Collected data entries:
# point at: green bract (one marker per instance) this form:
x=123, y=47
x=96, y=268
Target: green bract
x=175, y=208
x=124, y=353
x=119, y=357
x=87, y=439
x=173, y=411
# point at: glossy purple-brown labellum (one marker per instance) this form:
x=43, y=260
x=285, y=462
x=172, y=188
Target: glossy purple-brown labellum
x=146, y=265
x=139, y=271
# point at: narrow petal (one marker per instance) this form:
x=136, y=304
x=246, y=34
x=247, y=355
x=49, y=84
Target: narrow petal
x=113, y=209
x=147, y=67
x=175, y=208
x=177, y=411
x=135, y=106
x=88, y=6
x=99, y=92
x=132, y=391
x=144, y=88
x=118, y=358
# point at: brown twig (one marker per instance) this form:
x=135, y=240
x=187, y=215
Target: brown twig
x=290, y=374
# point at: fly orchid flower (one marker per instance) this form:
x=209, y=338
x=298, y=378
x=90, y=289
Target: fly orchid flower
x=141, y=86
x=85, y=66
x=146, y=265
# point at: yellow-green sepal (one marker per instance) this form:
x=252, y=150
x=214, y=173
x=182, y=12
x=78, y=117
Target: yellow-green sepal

...

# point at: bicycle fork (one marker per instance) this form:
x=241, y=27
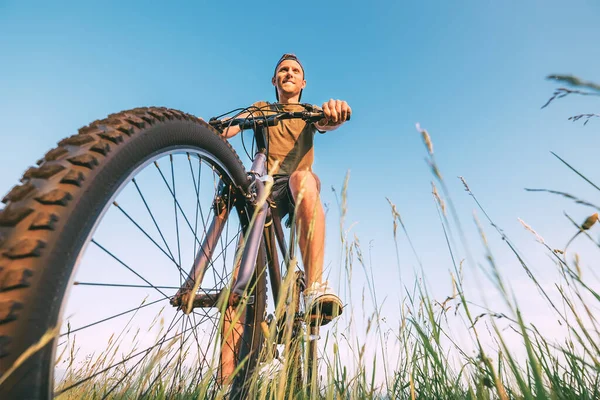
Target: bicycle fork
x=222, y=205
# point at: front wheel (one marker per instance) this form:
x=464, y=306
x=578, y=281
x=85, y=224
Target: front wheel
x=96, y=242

--

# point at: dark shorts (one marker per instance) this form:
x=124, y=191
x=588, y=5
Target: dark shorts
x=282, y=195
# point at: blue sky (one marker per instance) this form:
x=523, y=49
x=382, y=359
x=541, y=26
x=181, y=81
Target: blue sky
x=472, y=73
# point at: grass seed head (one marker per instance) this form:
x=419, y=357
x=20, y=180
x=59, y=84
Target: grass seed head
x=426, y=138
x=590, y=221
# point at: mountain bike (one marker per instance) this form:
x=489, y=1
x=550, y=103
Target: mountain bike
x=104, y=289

WORK TO DO: Copy out, word for word, the lines above from the one containing "# point at: blue" up to and including the one containing "x=104, y=289".

WRITTEN SOLUTION:
# point at: blue sky (one marker per instance) this form:
x=523, y=49
x=382, y=359
x=541, y=26
x=181, y=81
Target: blue sky
x=472, y=73
# point at: grass seed head (one marker per instance) this form:
x=419, y=357
x=20, y=180
x=59, y=84
Target: grass seed head
x=426, y=138
x=590, y=221
# point at: mountain bike (one marker per instance) this form:
x=489, y=1
x=550, y=103
Target: mountain bike
x=104, y=289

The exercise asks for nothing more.